▶ [Article]
How I've been alive of 40-something years without hearing of this before is beyond me.
 
So what DO you call the beverage?

In my part of India we tell American tourists it is called Tea Pee.
We then wait and watch their faces, which are mostly too funny!
:nana:
 
Back in the USA day south the noon meal was called dinner and the evening meal was supper.
 
i'm from the midwest. i call lunch both dinner and lunch and i call supper both dinner and supper. versatility, bitches. suck it.
 
I'm from no where and I call it all food and eat when I feel like it.
 
Do you do this? Just curious.

Afternoon tea? Not regularly, but yes. As an occasional treat, I'm rather partial to a fruit scone.
It's because formal dinner was served so late in the evening, and people would be waiting a long time between lunch and dinner.
 
Afternoon tea is a fine time to treat yourself to clotted cream on scones and wee sandwiches with the crusts trimmed off.

Pinkies up!
 
Is the refrigerator an ice box and soda is pop?
i'm still confused over this as to whether it means the fridge or freezer as it seems to be interchangeable :confused: maybe that's just our house, though :rolleyes:

in the u.k when and where i was a kid, dinner was the midday meal: school broke at 12-1 for dinner. we had 'dinner ladies'. tea was around 6 and supper, if we wanted a snack, was about 8. meals were generally smaller and more frequent, with breakfast, elevensies, dinner, four o'clocksies, tea-time, and supper. probably a much healthier way to eat than huge blow-out meals or once-a-day eating.

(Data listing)
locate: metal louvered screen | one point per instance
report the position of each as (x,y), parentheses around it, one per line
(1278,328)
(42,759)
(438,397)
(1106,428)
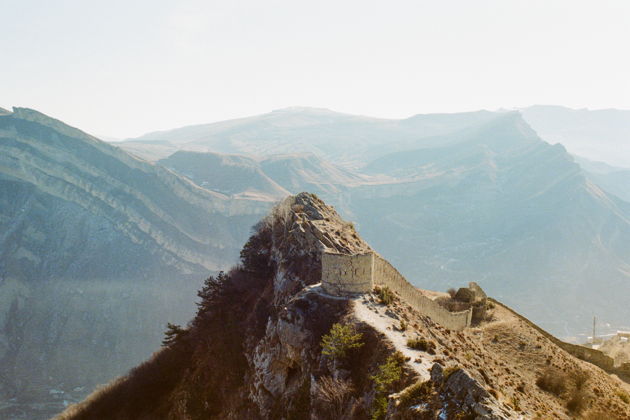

▶ [Task set]
A - Translate this sentence from the thread on meal names into Spanish: "Afternoon tea is a fine time to treat yourself to clotted cream on scones and wee sandwiches with the crusts trimmed off."
B - Answer these from the thread on meal names:
(i) What do people in one poster's part of India tell American tourists the beverage is called?
(ii) In the post about the USA south, what was the evening meal called?
(iii) In the U.K. poster's childhood, at about what time was tea?
C - Continue the thread on meal names from the point where it ends.

▶ [Answers to each task]
A - El té de la tarde es un buen momento para darte el capricho de tomar nata cuajada sobre los scones y sándwiches pequeñitos con la corteza recortada.

B -
(i) Tea Pee
(ii) Supper
(iii) Around 6

C -
as i got older, 'dinner' just became the main mealtime and lunch the quick break between breakfast, working/being busy, being more busy, and dinner.
 
i'm from the midwest. i call lunch both dinner and lunch and i call supper both dinner and supper. versatility, bitches. suck it.


I'm from the mid-midwest and I call lunch, lunch. But dinner and supper are teh meal we have of an evenin'.
 
Afternoon tea? Not regularly, but yes. As an occasional treat, I'm rather partial to a fruit scone.
It's because formal dinner was served so late in the evening, and people would be waiting a long time between lunch and dinner.

But do you pronounce it to rhyme with bone or gone?